Extracted text
----
The Bear’s Lair: Sliding back towards a Gold Standard

Gold broke through $1,200 per ounce this week, on rumors that the People’s Bank of China might increase the percentage of gold in its reserves. The dollar, the euro, sterling and the yen all have good reasons to weaken, yet in our current global fiat money system they have nothing to weaken against. Global foreign exchange reserves are at record highs, but there is nothing solid for central banks to buy. This all raises the interesting question: are we seeing the beginning of the end of the fiat money floating exchange rate system that has prevailed since 1973? And could something closer to a Gold Standard replace it?

At the extreme it is very unlikely that in the near future we will go back to a full Gold Standard. We’re unlikely in five years time to be wandering round with gold sovereigns or double eagles clanking in our pockets. Pity. However it’s quite possible for us to move some considerable distance towards a gold standard without actually getting to the final destination. And there are increasing signs that the world is heading in that direction.

The explosion in global liquidity in the last decade has had an effect on global central bank reserves, which increased 414% between 1998 and the second quarter of 2009 to $6.8 trillion, an annual rate of increase of 14.5%. This is more than three times the rate of increase of nominal Gross World Product of 4.6%. Put another way, central bank reserves increased from 4.2% of GWP to 11.1% during the ten years 1998-2008.

The world therefore has been flooded with liquidity; Alan Greenspan and Ben Bernanke and to a lesser extent their counterparts in the ECB, the Bank of England, the Bank of Japan and the People’s Bank of China have a lot to answer for. Effectively they have by their own actions flooded the globe with paper money and made ordinary currency and short term securities increasingly undesirable assets. It is thus not surprising that private sector investors and even central banks themselves are looking for something better. India’s purchase in October of 200 tons of IMF gold (at a then value of $6.7 billion) was not a fluke.
----
Material supplied
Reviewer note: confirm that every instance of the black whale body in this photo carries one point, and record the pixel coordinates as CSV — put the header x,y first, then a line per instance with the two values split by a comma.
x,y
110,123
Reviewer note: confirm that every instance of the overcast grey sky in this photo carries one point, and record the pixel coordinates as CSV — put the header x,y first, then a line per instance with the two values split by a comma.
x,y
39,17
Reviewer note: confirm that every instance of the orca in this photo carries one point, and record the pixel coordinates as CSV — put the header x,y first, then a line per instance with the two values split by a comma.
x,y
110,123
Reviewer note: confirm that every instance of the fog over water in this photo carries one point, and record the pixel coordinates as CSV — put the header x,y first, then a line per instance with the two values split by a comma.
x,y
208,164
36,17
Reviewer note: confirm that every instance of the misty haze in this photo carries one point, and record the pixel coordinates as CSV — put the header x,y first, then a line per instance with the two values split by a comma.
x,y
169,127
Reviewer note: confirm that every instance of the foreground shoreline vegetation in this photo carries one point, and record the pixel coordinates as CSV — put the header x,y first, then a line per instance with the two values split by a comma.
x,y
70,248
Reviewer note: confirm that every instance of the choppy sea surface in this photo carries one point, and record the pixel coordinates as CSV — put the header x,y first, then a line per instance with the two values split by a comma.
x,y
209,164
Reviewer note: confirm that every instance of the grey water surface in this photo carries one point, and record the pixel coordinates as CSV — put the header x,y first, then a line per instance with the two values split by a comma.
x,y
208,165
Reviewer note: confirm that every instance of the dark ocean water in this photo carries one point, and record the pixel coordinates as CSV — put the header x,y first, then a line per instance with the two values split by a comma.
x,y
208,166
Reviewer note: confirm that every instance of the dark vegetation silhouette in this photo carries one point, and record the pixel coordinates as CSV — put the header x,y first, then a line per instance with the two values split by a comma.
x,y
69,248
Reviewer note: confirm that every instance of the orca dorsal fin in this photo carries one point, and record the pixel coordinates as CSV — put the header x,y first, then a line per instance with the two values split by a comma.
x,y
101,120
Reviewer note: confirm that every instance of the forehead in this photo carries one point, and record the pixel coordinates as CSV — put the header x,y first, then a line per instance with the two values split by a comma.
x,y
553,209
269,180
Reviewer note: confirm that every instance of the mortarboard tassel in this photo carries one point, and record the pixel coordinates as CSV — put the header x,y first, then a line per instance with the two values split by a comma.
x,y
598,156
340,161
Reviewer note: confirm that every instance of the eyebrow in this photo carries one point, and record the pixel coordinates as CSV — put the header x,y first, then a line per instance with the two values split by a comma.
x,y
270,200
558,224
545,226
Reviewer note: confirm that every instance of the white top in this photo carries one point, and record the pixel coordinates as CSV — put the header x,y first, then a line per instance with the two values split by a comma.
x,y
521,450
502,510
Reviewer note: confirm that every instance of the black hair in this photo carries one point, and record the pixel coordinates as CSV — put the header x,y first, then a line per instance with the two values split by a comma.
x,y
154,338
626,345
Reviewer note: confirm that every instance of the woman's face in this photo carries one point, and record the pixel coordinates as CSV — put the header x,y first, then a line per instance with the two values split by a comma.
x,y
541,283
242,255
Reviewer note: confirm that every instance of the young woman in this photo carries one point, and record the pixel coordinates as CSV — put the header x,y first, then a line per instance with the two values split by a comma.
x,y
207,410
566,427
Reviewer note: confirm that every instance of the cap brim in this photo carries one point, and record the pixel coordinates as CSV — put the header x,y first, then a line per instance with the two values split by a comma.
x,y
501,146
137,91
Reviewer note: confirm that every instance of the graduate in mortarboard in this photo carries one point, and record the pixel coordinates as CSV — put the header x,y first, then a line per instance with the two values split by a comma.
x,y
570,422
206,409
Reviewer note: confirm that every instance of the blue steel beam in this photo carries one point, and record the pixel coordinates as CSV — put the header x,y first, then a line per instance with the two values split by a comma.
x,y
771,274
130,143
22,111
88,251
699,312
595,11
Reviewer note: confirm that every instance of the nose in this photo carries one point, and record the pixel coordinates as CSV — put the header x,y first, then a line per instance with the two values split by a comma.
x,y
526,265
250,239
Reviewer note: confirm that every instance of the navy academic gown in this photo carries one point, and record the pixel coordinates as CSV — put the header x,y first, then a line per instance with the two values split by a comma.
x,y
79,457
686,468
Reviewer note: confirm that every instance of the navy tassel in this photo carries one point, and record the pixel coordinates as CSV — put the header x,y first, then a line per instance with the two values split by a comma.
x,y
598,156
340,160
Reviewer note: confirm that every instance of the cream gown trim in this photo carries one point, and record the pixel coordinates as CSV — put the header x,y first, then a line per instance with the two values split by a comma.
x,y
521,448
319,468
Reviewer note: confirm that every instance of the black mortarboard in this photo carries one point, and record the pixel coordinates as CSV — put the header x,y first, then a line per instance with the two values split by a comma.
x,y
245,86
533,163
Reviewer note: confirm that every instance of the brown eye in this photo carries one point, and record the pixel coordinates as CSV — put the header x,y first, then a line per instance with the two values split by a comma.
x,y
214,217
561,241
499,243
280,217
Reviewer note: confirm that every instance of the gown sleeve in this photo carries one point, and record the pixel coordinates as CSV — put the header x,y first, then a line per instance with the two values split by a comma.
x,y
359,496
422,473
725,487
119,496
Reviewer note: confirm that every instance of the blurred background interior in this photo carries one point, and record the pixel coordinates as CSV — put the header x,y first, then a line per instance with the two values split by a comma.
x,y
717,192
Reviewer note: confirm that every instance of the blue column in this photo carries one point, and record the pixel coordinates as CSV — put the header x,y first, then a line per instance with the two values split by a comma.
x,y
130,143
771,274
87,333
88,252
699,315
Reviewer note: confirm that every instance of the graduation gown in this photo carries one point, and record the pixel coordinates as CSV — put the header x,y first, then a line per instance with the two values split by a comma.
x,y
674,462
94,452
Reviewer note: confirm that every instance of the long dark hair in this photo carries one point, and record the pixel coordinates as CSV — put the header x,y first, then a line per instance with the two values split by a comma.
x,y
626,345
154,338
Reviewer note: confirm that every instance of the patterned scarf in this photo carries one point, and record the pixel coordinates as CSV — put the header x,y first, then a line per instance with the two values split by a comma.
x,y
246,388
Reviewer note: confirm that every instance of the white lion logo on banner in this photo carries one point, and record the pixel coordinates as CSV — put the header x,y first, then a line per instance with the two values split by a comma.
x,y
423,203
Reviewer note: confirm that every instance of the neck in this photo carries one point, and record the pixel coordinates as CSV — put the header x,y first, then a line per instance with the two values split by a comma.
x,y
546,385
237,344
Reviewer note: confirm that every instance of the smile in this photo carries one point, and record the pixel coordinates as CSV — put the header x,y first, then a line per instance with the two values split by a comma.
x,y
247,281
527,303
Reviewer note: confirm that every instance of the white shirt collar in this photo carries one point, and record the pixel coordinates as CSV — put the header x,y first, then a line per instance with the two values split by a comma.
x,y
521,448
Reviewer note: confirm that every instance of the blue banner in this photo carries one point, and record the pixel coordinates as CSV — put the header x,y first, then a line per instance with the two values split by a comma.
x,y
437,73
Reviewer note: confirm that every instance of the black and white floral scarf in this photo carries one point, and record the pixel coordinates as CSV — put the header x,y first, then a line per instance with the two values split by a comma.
----
Problem set
A – Answer these questions from the gold standard article:
(i) What price per ounce did gold break through this week?
(ii) By what percentage did global central bank reserves increase between 1998 and the second quarter of 2009?
(iii) How many tons of IMF gold did India purchase in October?
B – Please reproduce the part of the gold standard article that begins at the words "The world therefore" and stops after "not a fluke.".

Answers for the tasks
A –
(i) $1,200
(ii) 414%
(iii) 200 tons

B –
The world therefore has been flooded with liquidity; Alan Greenspan and Ben Bernanke and to a lesser extent their counterparts in the ECB, the Bank of England, the Bank of Japan and the People’s Bank of China have a lot to answer for. Effectively they have by their own actions flooded the globe with paper money and made ordinary currency and short term securities increasingly undesirable assets. It is thus not surprising that private sector investors and even central banks themselves are looking for something better. India’s purchase in October of 200 tons of IMF gold (at a then value of $6.7 billion) was not a fluke.